■ **EXERCISE DESCRIPTION**
Turn the rows below into a Markdown table with two columns, No. for the row number and Line for the row, leaving out blank lines.

■ **MATERIAL PROVIDED**
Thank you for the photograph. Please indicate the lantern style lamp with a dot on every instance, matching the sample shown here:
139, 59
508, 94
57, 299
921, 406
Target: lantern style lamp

■ **RESPONSE BELOW**
| No. | Line |
|---|---|
| 1 | Thank you for the photograph. Please indicate the lantern style lamp with a dot on every instance, matching the sample shown here: |
| 2 | 139, 59 |
| 3 | 508, 94 |
| 4 | 57, 299 |
| 5 | 921, 406 |
| 6 | Target: lantern style lamp |